Reproduce verbatim the lines of the listing below, from the line containing "Target: blurred person in background" through the final line of the listing, inclusive of both.

'''

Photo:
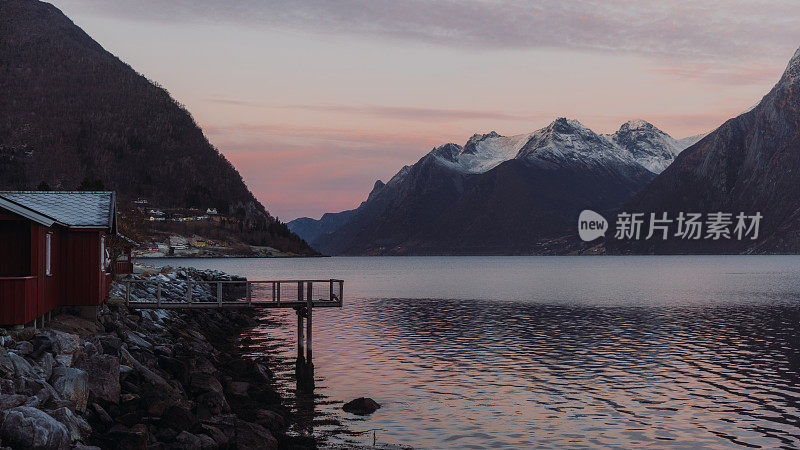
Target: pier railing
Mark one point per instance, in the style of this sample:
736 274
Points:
232 294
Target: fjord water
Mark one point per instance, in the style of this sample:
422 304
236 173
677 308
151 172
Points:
681 351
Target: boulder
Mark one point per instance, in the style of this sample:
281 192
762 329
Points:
204 382
252 436
103 372
8 401
125 371
270 419
206 442
187 440
6 365
237 388
361 406
66 346
44 394
42 343
178 417
109 343
174 367
23 348
44 365
128 438
212 403
72 385
25 427
101 414
136 339
216 434
77 428
22 368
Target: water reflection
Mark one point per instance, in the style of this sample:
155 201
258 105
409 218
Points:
489 374
603 352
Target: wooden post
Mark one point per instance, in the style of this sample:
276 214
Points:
300 349
310 307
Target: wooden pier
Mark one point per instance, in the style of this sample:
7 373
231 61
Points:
301 295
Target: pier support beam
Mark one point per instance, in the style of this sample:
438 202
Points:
300 338
309 310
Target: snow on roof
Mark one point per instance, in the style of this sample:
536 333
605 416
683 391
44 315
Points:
73 209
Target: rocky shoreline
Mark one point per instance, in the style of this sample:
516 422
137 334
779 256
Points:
140 380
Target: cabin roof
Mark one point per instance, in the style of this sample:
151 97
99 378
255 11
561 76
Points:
72 209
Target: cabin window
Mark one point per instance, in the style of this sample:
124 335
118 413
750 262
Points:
47 253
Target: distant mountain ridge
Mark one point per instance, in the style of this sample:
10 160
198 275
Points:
497 194
72 110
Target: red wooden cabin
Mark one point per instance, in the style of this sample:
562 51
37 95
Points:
52 251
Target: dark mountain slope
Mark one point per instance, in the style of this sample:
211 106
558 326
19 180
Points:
749 164
72 110
495 195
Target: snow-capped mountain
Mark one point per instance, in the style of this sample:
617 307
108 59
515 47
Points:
497 194
648 145
750 164
636 141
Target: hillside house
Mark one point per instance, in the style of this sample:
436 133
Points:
53 251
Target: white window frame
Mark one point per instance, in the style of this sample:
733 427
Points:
48 254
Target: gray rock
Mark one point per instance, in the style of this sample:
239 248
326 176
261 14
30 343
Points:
103 377
216 434
253 436
22 368
361 406
125 371
7 386
42 343
6 365
44 365
65 343
89 349
110 343
132 437
45 394
77 428
203 382
25 427
188 440
138 340
270 419
8 401
101 414
72 384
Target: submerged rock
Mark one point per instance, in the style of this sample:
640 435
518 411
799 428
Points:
72 385
361 406
103 371
77 428
25 427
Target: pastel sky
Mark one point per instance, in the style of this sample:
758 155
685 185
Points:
313 101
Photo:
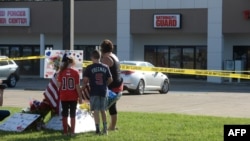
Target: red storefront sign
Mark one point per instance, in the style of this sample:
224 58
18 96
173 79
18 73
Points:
167 21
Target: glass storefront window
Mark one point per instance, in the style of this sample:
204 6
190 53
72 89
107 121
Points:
175 57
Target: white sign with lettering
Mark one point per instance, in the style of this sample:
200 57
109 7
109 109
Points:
18 122
14 17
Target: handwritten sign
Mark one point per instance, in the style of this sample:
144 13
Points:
84 122
18 122
54 57
14 17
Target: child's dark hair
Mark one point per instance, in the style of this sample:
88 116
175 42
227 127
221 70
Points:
96 54
107 46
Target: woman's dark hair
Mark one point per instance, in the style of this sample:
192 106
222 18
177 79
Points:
106 46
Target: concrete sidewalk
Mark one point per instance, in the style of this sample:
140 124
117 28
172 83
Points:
186 97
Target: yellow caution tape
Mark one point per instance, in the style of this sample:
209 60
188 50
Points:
215 73
24 58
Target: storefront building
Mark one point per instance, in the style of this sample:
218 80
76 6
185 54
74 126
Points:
192 34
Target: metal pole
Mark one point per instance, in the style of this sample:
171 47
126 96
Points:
68 24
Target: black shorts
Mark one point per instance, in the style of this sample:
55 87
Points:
69 107
2 86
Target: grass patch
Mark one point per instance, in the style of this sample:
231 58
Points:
141 127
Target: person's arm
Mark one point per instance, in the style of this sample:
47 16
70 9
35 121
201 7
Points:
108 61
85 82
110 80
78 89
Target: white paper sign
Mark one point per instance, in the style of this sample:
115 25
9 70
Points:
84 122
55 56
18 122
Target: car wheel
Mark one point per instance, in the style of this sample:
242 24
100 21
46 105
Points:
140 88
164 87
12 81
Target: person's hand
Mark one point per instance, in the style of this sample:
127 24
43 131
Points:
80 101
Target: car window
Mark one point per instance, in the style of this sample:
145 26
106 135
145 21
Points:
127 63
3 63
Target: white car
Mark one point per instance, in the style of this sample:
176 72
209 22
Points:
136 81
9 71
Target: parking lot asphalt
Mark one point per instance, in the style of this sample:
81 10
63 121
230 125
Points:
186 96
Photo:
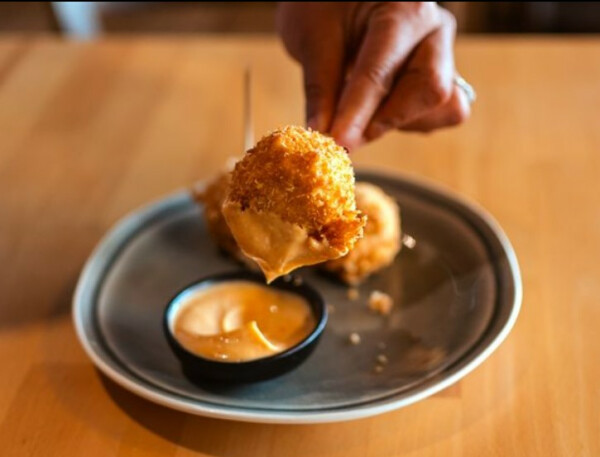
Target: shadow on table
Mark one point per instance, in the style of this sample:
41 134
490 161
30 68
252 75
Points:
238 439
30 303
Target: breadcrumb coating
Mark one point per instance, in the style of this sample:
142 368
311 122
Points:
381 240
305 178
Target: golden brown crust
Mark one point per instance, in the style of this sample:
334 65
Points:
306 179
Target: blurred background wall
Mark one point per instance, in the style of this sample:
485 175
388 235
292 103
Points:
89 19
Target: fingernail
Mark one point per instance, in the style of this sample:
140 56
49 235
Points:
349 138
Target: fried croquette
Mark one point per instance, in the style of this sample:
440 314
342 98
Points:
381 240
212 198
291 201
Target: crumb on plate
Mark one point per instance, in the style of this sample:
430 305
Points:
380 302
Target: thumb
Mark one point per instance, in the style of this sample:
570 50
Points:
323 65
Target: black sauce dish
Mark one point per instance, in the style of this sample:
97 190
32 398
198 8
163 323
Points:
200 369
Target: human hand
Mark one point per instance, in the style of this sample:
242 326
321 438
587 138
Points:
374 67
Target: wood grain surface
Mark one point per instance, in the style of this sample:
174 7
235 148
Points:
89 131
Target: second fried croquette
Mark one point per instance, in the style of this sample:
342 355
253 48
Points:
381 241
291 201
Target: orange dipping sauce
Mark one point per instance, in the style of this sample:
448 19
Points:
237 321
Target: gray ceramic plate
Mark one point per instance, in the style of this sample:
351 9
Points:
457 295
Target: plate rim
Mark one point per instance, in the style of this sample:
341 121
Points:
172 400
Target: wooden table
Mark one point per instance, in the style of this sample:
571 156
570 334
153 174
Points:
90 131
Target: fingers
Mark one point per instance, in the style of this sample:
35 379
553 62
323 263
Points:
322 69
454 112
392 33
423 86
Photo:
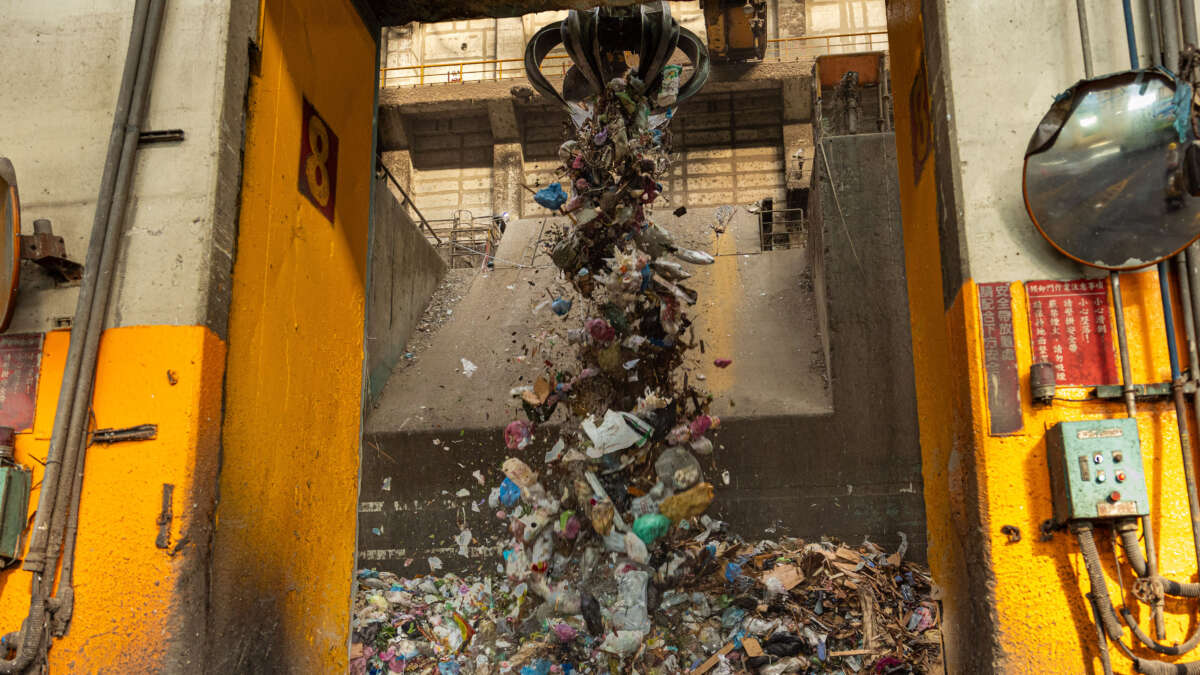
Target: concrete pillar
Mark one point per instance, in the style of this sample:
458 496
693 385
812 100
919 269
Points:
798 137
400 163
508 159
508 174
797 93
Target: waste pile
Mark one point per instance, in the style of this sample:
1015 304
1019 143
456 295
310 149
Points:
612 563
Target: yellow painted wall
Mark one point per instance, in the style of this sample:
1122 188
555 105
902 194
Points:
937 356
137 605
286 521
1044 622
976 483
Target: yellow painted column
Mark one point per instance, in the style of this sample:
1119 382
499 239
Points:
138 608
1014 607
283 557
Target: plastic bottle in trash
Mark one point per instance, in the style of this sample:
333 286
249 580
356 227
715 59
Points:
630 611
678 469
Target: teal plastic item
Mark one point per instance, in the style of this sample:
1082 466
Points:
1096 471
651 526
15 485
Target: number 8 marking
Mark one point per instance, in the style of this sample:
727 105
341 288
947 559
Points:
315 167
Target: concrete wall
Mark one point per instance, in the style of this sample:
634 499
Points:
405 270
963 125
64 67
844 16
1043 41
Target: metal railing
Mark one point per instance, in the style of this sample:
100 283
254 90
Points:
780 49
408 201
781 228
467 240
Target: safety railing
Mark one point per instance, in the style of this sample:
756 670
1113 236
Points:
781 49
781 228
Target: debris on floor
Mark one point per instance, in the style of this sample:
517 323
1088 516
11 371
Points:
611 562
711 604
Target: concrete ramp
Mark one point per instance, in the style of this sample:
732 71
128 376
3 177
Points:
435 426
755 309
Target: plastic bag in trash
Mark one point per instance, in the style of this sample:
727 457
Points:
552 196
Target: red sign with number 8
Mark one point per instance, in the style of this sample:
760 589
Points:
318 161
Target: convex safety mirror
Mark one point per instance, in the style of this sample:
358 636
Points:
1104 173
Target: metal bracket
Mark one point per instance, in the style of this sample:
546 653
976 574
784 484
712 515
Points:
161 136
139 432
47 250
165 518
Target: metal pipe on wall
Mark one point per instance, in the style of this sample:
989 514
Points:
1155 31
1170 18
30 639
66 503
35 557
1188 22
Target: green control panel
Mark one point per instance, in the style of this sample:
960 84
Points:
1096 470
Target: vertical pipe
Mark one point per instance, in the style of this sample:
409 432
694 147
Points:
1170 18
1085 39
1180 407
1189 324
1188 21
1155 31
35 556
1127 388
1131 41
76 442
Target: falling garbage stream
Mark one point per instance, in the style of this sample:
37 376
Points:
611 563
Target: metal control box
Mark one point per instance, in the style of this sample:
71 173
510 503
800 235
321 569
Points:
15 485
1096 470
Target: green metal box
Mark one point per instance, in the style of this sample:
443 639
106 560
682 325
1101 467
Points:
15 484
1096 470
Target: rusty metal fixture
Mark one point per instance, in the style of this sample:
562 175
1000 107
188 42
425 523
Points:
47 250
7 442
1042 382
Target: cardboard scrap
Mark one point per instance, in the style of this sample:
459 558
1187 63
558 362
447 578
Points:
713 659
789 575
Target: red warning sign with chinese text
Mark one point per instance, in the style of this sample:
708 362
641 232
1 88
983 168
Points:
1069 328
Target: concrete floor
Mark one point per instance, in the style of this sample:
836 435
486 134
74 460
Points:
435 426
763 320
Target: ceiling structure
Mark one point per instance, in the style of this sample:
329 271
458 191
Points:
399 12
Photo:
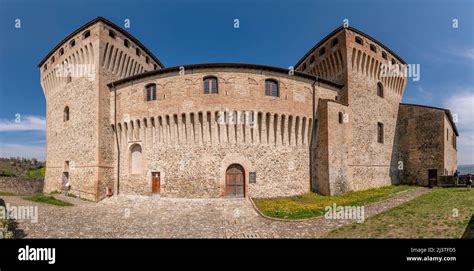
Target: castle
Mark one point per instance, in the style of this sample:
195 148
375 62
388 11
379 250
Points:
118 121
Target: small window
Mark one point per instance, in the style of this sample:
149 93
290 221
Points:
210 85
66 113
271 88
151 92
322 51
380 132
380 89
373 48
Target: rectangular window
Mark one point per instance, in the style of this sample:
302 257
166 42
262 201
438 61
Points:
380 132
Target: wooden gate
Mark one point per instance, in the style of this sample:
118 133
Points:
155 183
235 181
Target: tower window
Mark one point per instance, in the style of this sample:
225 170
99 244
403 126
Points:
210 85
373 48
380 132
271 88
151 92
322 51
66 113
380 89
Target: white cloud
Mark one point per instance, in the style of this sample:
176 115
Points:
23 123
24 151
462 107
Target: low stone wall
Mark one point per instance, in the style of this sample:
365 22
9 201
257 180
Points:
21 186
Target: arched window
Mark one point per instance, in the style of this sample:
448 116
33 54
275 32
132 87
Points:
380 89
66 113
322 51
210 85
151 92
373 48
135 159
271 88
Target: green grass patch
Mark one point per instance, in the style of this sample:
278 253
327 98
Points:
36 173
48 199
6 194
440 213
312 204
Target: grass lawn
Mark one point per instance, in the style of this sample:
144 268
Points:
312 204
432 215
48 199
6 194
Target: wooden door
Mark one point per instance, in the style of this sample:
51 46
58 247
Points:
235 182
155 183
432 177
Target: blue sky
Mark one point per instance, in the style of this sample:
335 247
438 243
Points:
273 33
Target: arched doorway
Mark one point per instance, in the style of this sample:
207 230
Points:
235 181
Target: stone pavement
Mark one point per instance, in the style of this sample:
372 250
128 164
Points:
128 216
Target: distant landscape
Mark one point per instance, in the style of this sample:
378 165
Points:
22 167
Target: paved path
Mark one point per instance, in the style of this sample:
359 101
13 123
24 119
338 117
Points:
153 217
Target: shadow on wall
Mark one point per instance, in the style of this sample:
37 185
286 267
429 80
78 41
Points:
397 164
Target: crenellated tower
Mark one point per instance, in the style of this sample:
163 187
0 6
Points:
74 78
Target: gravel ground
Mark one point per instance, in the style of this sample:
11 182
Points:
128 216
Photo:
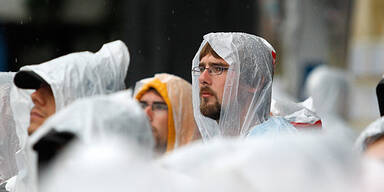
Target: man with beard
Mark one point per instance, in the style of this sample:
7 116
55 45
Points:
167 101
232 85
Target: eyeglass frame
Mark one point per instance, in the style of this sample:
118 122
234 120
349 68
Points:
197 69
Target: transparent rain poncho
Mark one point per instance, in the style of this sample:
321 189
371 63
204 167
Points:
104 117
300 115
369 135
70 77
9 142
247 92
292 163
99 119
329 89
177 93
75 76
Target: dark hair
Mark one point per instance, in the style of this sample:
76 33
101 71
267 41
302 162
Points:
207 50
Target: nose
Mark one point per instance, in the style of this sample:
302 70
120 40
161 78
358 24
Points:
149 112
205 78
37 99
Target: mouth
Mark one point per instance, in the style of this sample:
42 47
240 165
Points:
36 114
206 92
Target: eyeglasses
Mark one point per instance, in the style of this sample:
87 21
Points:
155 106
212 70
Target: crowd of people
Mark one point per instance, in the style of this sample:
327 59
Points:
70 124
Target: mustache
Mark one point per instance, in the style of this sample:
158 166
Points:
207 90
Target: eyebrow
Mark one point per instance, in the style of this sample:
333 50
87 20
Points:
159 102
214 64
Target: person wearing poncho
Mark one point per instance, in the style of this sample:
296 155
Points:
232 84
167 100
62 81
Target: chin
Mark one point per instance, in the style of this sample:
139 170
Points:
32 128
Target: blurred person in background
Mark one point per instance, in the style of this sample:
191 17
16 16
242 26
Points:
58 83
116 137
167 101
9 141
380 96
232 84
302 162
329 88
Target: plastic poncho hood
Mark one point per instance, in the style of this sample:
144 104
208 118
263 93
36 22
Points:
9 142
371 134
248 87
103 117
177 93
77 75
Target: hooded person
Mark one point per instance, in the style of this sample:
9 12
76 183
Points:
329 89
62 80
371 140
301 115
380 96
9 142
167 100
59 82
302 162
112 119
233 96
103 117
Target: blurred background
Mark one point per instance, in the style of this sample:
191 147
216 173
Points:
163 36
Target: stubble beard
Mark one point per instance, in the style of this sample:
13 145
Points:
210 110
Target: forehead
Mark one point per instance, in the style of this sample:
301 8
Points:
211 60
151 96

'''

Written solution.
Target: blurred person in background
Mark one point per instance, in the style of this sample:
191 17
16 16
242 26
Points:
58 83
116 137
167 101
9 141
380 96
232 84
302 162
329 88
Target: plastic poncho hood
Mark one point per instance, in the style of this sample:
144 104
208 118
263 93
36 22
Points:
9 142
371 134
248 87
103 117
177 93
77 75
Target: hooded person
Mark one point per instance, in the style of this sample:
9 12
76 183
Points:
329 89
62 80
371 140
301 115
380 96
9 142
167 100
59 82
302 162
112 119
233 96
103 117
Target: blurred background
Mark one point per instance, in the style of this sample:
191 147
216 173
Points:
163 36
Target: stubble beard
Mark one point per instance, in the style of this sample:
13 145
Points:
210 110
Target: forehead
Mark one point per instance, in the style of this sample:
301 8
Points:
211 60
151 96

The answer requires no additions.